Anthem, AZ Real Estate – Are we in another bubble?

Picture of bubble

 

With rising Anthem home prices over the past two years there have started to be murmurs of another real estate bubble forming.   My inclination is to say no, we are not in a bubble, and here’s why.  First, yes, home prices have risen dramatically but not beyond affordability.  Second, lending practices are tighter these days.   And third, the speculative market is quite different from the market of 2004-2007.  Let’s take a look at the prices themselves first.

Phoenix, and therefore Anthem, was one of the worst hit metropolitan areas in the country during the market downturn.  On average Valley home prices took a 50-55% hit.   Some places, such as Anthem were hit even harder, upwards of a 60% decline from the peak.  As with any panic sell off there’s a tendency for a market to shoot past what the real market bottom should be.  And that’s what I believe happened here in the Phoenix/Anthem market.  Our market probably dropped about 10% below what it really should have.  When people are spooked about markets they are VERY reluctant to get back in.  Which can cause a self-fulfilling prophecy of downward pressure.  At the bottom of our market very few people were willing to dip their toe in the pool, which continued the downward slide past what the reasonable and expected market bottom should have been.  You see this happen all the time in stock market panic sell offs.  So taking that into account, and the fact that our market prices have increased by about 25% from the market bottom, the true rate of appreciation is more like about 15%.  Over a two-year span that’s a reasonable rate of growth, especially after such a steep sell off.  Now, that being said, I do not think we will continue at that pace.  As more and more homeowners find themselves getting out from underwater on their mortgages we will see more homes come on the market.  And, the builders are starting to build again, which will provide more homes on the market inventory.  These two eventualities will maintain a level of affordability for buyers coming back into the market.

Speaking of affordability, with interest rates at all time lows, and home prices still well off from the market peak of 6 years ago, buying a home here in the Phoenix/Anthem area is still a great deal.  During the market down turn many home owners were forced to short sale their homes or lost their homes to foreclosure all together.  This caused a glut of renters on the market at a time when there weren’t a lot of rental homes available.  Simple supply and demand economics dictated that rental rates would go up.  And they did, eventually driving rents past the cost of buying a home.  And now, several years after most of these people lost their homes, they’re ready to get back into the home buying market again.  And it makes economic sense to do so,  however, due to the number of investors who have come back in the market, rental rates will start to drop.  We’re already starting to see some evidence of this occurring.

Exercise objective
Pick up the Anthem housing article at its final sentence and keep writing it from there. The material after this point is separate from the Anthem housing article.

Data entries
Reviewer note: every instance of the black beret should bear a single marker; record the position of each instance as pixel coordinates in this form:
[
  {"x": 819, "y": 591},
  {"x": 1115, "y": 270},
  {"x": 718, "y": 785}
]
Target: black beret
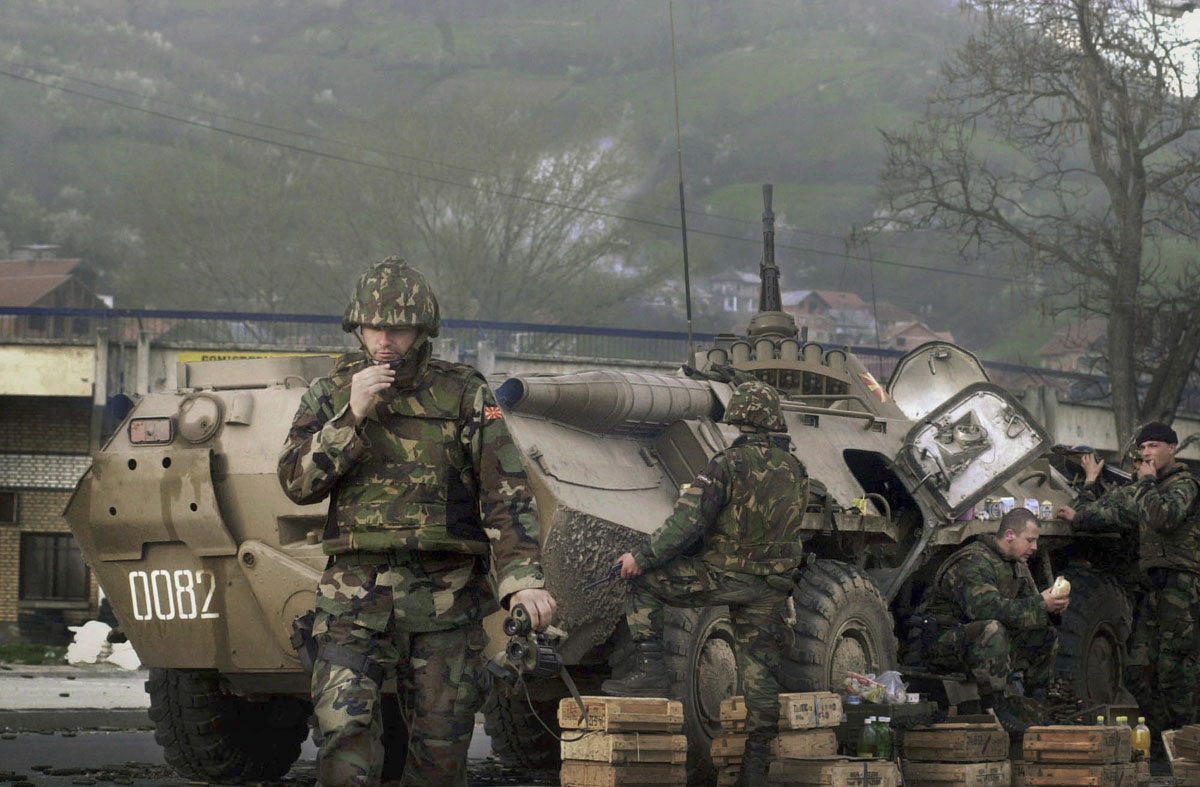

Exercise response
In addition to home affordability, there’s another major factor different about this market.  Lending practices.  During the halcyon days of 2004-2007 the market was flooded with exotic loan package that didn’t require buyers to have down payments, didn’t require buyers to have good credit, and in some cases didn’t even require buyers to show proof of employment.  For the most part, those days are gone.  Thankfully so.  Nowadays a buyer will have to have a minimal down payment (there are still some exceptions, ie. VA loans), good credit, a job, and income to debt ratios that are reasonable.  They way it should be.  These changes have made it more difficult for buyers to purchase, but it’s brought about a more stable cadre of home buyers into the market.  Buyers that will be able to stay in their homes for the long-term and who will be able to persevere through future economic road bumps.

As I mentioned, over the past couple of years real estate investors have come back to the Phoenix/Anthem market at full throttle.  But this breed of investor is a bit different from that of the run up in 2004-2007.  And the main difference is cash.  The investors of the market run up of 8 or 9 years ago were amateurish group of investors.  Many of them were investing based on the principal of using other people’s money.  Often these investors would secure 100% financing to purchase their investment properties, banking on the rising home prices to be their return on their investment.  When the market turned south these investors were left holding the bag, often with negative cash flow investment properties, thereby leading to a rash of home foreclosures as these investors dumped their investments and headed for the hills.  Although we have seen a flurry of fix and flip investors come into this market, the majority of the investors we’ve seen are the buy and hold type.  They’ve got cash and they’re looking for solid long-term cash flow returns on their money.  Even the fix and flippers were smart enough to use cash this time around.  So, if the market does take an unexpected down turn or level off, these investors won’t be hurt, because as long as their investment homes are returning a nice rental income month in month out, appreciation, although nice, is not mandatory for them to make money on their investments,  thereby creating a much more stable real estate market.

So in conclusion, although we have seen a significant increase in home prices over the last couple of years here in the Phoenix/Anthem real estate market, factors such as over correction, home affordability, tighter lending practices, and a more stable investor class leads me to believe that our current real estate market is not in a bubble phase, just a healthy rebound from the worst real estate collapse since the Great Depression.

 

Please feel free to contact me, Jerry Murphy, at 602-334-3757 or e-mail: jwmurphy@longrealty.com if you have any questions about the Anthem real estate market or if you would like a current market analysis done for your home.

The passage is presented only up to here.